Written instruction: Transcribe the listing that follows in full, omitting pictures.

— Begin Information supplied —

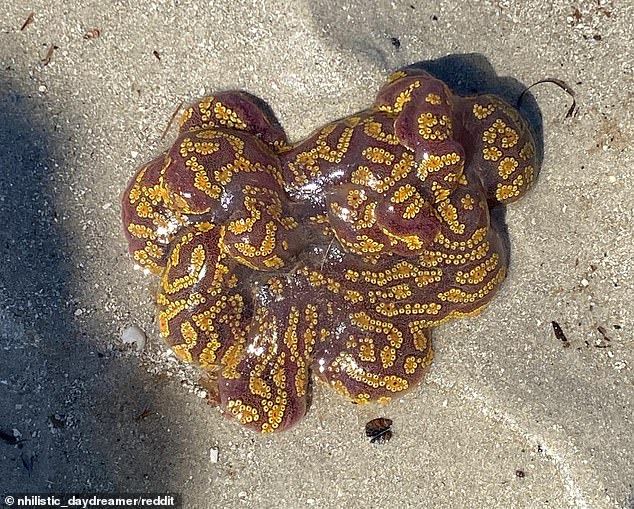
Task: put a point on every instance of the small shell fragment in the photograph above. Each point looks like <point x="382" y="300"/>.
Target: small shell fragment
<point x="134" y="335"/>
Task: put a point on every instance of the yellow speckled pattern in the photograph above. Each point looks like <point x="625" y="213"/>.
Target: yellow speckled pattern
<point x="333" y="256"/>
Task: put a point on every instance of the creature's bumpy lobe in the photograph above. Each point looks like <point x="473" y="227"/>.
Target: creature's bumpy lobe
<point x="333" y="256"/>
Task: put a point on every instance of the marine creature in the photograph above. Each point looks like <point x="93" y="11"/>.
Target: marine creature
<point x="334" y="256"/>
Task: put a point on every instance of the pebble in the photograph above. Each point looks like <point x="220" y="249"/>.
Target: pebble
<point x="134" y="335"/>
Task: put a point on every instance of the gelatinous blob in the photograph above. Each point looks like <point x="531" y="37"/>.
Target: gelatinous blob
<point x="334" y="256"/>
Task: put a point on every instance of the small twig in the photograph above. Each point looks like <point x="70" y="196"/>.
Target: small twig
<point x="559" y="333"/>
<point x="561" y="84"/>
<point x="171" y="121"/>
<point x="28" y="21"/>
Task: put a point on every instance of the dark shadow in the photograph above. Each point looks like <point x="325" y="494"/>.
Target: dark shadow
<point x="472" y="74"/>
<point x="61" y="390"/>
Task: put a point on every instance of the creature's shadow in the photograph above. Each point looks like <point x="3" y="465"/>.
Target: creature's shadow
<point x="472" y="74"/>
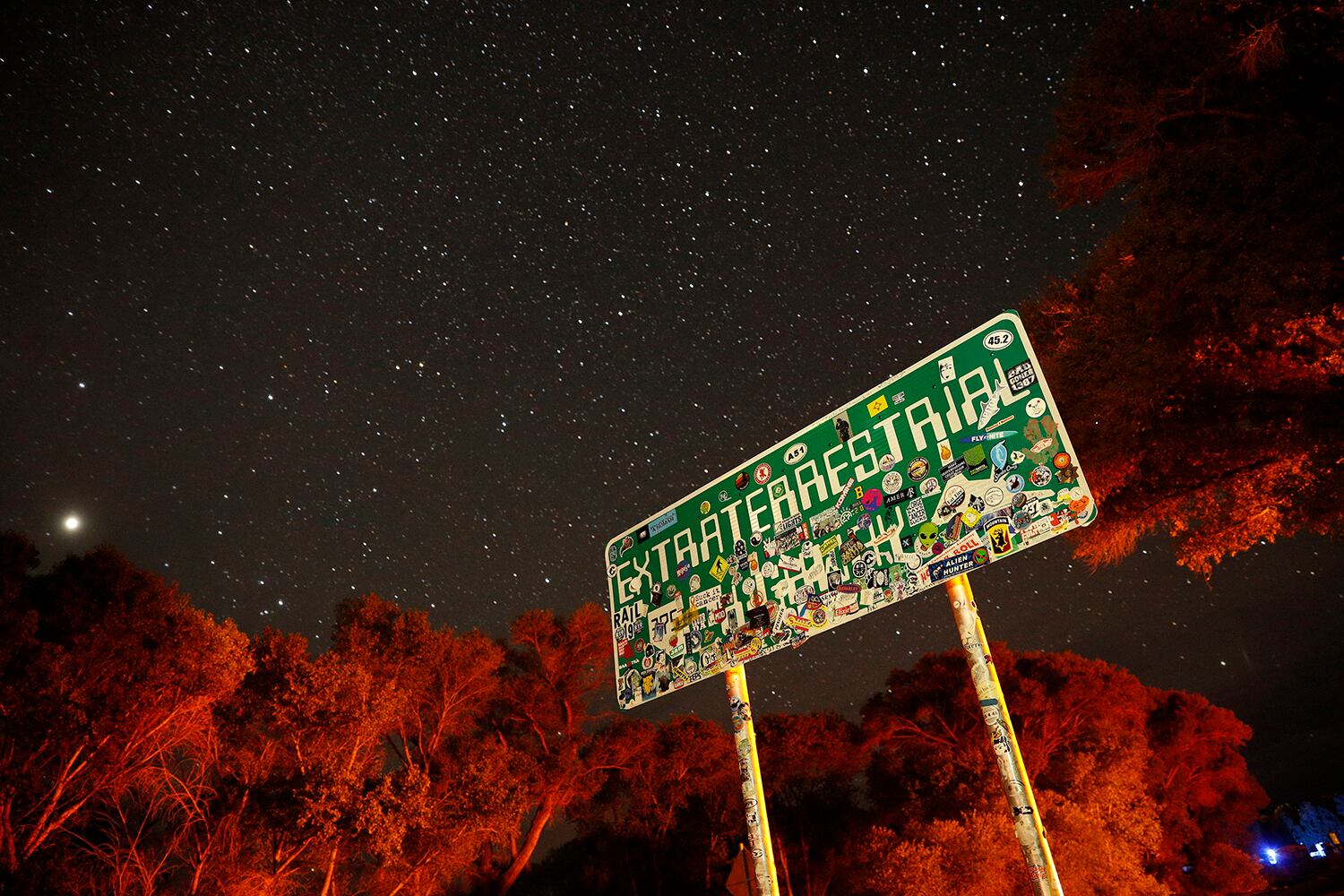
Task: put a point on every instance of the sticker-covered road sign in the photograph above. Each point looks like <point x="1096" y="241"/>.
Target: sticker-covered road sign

— End Information supplied —

Task response:
Task: put a point on every instance of the small shell fragment in the photograph above. Each point looks like <point x="382" y="300"/>.
Target: small shell fragment
<point x="134" y="335"/>
Task: put a point on every instance of the yellow speckled pattern in the photograph above. Each point looks like <point x="625" y="213"/>.
Target: yellow speckled pattern
<point x="333" y="256"/>
Task: put a point on every instance of the creature's bumpy lobe in the photograph above. Each point looks like <point x="473" y="227"/>.
Target: creature's bumpy lobe
<point x="333" y="256"/>
Task: put a point on every instance of the marine creature in the photograph above. Each point looks like <point x="93" y="11"/>.
Target: marine creature
<point x="334" y="256"/>
Task: put a point on every instance of the pebble in the photograph above. Each point looks like <point x="220" y="249"/>.
Target: pebble
<point x="134" y="335"/>
Task: put a point on every instance of the gelatinous blob in the photograph above. Each point looks like <point x="531" y="37"/>.
Target: gelatinous blob
<point x="334" y="256"/>
Task: put a point on every instance of the small twig in the photograph above. Each point looks like <point x="70" y="196"/>.
Target: small twig
<point x="559" y="333"/>
<point x="561" y="84"/>
<point x="171" y="121"/>
<point x="28" y="21"/>
Task: put a point on every instance of the dark shadow in the photograph above. Each point looks like <point x="325" y="494"/>.
Target: dark shadow
<point x="472" y="74"/>
<point x="61" y="390"/>
Task: put a point on every instance of the creature's shadow in the photograph above. Each point looks like <point x="3" y="465"/>.
Target: creature's shadow
<point x="472" y="74"/>
Task: put a point on every instance of the sticker-covered road sign in the photograph above. Each point looks like <point x="1096" y="241"/>.
Target: sticker-covered road sign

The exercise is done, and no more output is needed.